▶ Excerpt provided
Businesses relying on a version of the EU’s consolidated list prepared by the European Union, or by a member state other than the United Kingdom, may miss fast-track listings done by the UK in this manner. The UK has also enacted the Policing and Crime Act (Financial Sanctions) (Overseas Territories) Order 2017 to extend these short-term fast-track listings to its offshore financial centers of Cayman, British Virgin Islands and Turks and Caicos.
In a number of interviews this year, OFSI head Rena Lalgie has given further indications of how the body will enforce sanctions compliance. According to Ms. Lalgie, “voluntary disclosure will be an important part of determining the level of any penalties that might be imposed.” OFSI has already said that in its Guidance hat companies that voluntarily come forward will see reductions in fines of up to 50% in “serious” cases and 30% in the “most serious” cases. This is a very similar process to the mitigation provided by OFAC to entities engaging in voluntary disclosure.
“preventing and stopping non-compliance and ensuring compliance improves in the future.” The agency has used its information powers numerous times to “require companies which haven’t complied to tell [OFSI] how they intend to improve their systems and controls in future.” Any continuing sanctions non-compliance could lead to criminal prosecution, with fines “fill[ing] the gap between prevention and criminal prosecution“.
The most important actions a company can take to avoid violating sanctions rules are to “know [its] customers and promote active awareness among relevant staff of high-risk areas“. Ms. Lalgie believes that a company also ought to know what sanctions are in place in the countries in which it does business and have appropriate, up-to-date procedures that are regularly monitored and understood by staff.
In April 2017, and after a public consultation, OFSI published its final Guidance on the new financial sanctions framework providing detailed guidelines relating to the imposition of the new civil monetary penalties. For further information about the consultation, please see our 2016 Year-End United Kingdom White Collar Crime Alert.
Under sections 147(3)-(6) of the Policing and Crime Act 2017, decisions to impose a penalty can be reviewed by a government minister and then by appeal to the Upper Tribunal.
In OFSI’s “penalty matrix,” factors which may escalate the level of penalty imposed include the direct provision of funds or resources to a designated person, the circumvention of sanctions, and the actual or expected knowledge of sanctions and compliance systems of the person or business in breach.
Voluntary and materially complete disclosure to OFSI is a mitigating factor that may reduce the level of penalty imposed by up to 50%.

▶ Task set
(A) In the sanctions excerpt, by how much can fines be reduced in the "most serious" cases for companies that voluntarily come forward?
(B) Rewrite the sanctions excerpt from "The most important" down to "understood by staff.", replacing "staff" with "employees".

▶ Collected material
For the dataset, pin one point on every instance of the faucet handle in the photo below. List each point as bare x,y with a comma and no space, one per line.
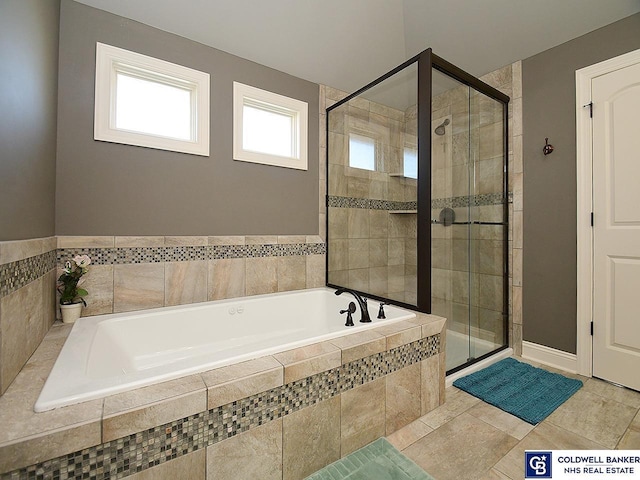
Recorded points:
351,309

▶ Answer list
(A) Up to 30%

(B)
The most important actions a company can take to avoid violating sanctions rules are to “know [its] customers and promote active awareness among relevant employees of high-risk areas“. Ms. Lalgie believes that a company also ought to know what sanctions are in place in the countries in which it does business and have appropriate, up-to-date procedures that are regularly monitored and understood by employees.